## Data for this exercise
*-*-*

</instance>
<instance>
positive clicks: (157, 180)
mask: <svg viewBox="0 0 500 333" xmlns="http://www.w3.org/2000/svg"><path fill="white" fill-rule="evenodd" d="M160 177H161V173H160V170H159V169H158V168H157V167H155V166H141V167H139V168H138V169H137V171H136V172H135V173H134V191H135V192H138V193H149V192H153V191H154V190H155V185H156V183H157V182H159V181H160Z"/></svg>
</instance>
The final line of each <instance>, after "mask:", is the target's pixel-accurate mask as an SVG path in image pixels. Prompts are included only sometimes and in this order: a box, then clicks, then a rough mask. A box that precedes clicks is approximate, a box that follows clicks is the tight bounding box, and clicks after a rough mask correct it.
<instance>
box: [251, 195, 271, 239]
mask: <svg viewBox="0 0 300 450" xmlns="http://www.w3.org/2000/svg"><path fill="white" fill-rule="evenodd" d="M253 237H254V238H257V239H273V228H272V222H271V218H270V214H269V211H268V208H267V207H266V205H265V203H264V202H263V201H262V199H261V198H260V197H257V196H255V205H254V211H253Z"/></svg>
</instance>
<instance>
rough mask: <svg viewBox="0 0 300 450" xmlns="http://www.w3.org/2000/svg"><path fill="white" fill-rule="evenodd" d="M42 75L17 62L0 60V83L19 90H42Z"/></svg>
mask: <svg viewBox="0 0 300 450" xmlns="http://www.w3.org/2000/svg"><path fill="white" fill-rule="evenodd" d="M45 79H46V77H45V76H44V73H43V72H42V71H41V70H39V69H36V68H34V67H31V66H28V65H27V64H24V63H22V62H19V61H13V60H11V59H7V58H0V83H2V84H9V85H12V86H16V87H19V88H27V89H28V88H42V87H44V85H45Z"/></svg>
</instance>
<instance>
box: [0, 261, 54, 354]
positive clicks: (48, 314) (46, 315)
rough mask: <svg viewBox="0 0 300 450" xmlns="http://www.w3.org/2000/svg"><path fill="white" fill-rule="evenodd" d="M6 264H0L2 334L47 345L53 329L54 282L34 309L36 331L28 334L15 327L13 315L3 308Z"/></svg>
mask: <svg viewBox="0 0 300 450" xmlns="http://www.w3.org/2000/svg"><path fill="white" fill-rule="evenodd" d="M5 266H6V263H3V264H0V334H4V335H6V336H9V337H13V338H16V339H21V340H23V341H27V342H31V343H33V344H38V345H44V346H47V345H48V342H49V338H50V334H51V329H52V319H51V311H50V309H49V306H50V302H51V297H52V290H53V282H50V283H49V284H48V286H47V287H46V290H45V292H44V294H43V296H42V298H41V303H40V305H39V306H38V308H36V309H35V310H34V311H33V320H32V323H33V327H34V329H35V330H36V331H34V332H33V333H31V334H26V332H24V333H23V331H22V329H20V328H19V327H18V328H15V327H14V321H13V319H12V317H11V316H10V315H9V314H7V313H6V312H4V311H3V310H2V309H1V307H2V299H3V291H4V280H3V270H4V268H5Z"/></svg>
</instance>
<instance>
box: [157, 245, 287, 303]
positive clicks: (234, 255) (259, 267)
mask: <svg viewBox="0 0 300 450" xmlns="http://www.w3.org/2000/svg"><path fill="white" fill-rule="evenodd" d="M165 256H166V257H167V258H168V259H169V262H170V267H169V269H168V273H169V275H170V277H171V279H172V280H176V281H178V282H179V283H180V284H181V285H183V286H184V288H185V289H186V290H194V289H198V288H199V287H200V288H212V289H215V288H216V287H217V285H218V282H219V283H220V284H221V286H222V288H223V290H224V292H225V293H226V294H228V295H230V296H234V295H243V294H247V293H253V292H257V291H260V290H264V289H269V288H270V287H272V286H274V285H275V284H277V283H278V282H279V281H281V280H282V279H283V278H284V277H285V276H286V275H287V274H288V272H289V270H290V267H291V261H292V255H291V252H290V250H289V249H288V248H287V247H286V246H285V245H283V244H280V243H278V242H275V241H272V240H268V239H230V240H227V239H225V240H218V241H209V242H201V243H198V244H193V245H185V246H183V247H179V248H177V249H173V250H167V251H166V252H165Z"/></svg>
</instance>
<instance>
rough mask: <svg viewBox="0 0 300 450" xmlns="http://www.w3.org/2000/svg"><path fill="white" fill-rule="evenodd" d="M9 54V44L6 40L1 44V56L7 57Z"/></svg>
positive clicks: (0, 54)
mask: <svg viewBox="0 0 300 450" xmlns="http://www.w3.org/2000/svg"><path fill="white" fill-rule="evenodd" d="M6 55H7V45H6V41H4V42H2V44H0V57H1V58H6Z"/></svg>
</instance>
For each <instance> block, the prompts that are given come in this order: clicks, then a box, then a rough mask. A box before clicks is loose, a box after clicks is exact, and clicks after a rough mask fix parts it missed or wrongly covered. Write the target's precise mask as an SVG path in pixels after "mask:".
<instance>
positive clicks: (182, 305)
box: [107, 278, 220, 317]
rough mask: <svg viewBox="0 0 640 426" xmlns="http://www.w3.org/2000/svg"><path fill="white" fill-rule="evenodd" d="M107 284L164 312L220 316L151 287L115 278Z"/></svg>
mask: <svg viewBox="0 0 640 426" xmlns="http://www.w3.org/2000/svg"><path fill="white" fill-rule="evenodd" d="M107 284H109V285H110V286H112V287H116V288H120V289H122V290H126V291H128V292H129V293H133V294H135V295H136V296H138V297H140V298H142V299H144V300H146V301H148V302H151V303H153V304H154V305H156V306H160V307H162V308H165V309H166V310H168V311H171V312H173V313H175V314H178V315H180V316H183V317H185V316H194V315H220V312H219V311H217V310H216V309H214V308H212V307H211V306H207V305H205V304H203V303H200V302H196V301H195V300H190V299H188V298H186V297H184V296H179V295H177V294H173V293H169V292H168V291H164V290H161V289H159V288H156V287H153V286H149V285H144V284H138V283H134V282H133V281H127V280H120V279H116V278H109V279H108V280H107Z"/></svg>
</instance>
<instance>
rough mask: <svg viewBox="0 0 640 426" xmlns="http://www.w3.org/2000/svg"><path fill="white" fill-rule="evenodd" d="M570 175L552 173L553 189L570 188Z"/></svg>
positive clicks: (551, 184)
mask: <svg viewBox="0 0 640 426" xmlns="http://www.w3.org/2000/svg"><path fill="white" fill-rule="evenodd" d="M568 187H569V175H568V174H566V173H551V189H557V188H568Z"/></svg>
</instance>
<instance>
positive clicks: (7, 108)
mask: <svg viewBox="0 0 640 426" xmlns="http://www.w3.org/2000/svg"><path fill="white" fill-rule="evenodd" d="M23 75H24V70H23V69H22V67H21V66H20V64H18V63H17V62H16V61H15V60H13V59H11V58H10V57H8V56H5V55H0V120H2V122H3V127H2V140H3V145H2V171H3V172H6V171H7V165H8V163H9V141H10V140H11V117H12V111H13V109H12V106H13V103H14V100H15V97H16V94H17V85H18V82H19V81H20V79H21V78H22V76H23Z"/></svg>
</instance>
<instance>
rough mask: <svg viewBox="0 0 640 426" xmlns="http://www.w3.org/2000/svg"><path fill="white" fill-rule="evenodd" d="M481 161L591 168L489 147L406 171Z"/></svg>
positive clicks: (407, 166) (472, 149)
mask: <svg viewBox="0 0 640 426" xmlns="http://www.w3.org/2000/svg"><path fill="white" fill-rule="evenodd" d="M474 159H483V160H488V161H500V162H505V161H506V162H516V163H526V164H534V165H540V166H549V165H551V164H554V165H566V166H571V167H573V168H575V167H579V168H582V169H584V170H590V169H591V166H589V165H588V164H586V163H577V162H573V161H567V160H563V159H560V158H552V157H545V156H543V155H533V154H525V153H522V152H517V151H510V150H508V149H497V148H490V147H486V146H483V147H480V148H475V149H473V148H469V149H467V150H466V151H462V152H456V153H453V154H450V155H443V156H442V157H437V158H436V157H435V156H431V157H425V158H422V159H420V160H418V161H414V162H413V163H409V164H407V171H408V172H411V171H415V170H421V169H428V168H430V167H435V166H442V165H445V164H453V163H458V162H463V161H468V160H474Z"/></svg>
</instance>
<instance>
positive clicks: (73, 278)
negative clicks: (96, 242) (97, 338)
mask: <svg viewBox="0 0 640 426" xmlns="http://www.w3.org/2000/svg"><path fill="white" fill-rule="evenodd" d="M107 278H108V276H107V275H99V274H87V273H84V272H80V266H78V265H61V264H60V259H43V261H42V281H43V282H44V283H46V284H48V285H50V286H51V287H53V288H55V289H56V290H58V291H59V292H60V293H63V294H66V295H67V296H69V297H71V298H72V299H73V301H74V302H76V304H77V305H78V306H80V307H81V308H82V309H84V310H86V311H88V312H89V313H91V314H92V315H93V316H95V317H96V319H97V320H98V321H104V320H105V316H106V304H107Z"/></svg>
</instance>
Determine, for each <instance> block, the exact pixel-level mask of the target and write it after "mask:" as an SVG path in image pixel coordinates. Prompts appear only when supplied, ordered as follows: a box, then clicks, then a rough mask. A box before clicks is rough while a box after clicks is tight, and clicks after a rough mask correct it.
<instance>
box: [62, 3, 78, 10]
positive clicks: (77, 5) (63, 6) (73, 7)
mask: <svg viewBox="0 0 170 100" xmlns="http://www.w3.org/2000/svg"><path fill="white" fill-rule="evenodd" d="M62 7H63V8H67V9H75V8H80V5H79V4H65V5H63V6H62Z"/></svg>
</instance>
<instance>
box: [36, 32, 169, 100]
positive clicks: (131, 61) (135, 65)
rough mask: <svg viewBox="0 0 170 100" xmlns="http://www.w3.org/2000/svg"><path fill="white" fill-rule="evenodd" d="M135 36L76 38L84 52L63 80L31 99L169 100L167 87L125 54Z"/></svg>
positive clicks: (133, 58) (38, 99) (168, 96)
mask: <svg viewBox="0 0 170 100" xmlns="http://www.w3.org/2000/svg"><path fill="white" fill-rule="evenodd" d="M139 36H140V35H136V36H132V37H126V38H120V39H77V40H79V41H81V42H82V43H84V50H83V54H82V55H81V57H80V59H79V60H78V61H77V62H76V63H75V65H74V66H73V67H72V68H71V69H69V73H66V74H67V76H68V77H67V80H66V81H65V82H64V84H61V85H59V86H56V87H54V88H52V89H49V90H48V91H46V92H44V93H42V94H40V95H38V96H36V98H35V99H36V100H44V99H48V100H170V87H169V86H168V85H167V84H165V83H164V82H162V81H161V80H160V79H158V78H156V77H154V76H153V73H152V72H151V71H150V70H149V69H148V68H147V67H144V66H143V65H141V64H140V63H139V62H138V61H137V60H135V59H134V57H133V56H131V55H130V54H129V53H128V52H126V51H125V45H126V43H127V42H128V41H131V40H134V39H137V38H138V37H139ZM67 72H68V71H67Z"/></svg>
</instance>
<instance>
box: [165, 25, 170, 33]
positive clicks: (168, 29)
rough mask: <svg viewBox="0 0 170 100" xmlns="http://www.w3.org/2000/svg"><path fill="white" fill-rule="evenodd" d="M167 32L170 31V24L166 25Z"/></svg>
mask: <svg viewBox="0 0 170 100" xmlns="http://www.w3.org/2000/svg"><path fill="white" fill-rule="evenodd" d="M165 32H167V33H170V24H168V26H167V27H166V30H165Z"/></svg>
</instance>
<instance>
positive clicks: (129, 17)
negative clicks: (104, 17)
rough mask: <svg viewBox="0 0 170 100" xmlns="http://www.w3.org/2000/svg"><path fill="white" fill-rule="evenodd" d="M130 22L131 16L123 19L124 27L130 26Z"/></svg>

*-*-*

List every line in the entries that contains the string "negative", matching case.

## Response to the task
negative clicks: (96, 242) (97, 338)
negative clicks: (104, 17)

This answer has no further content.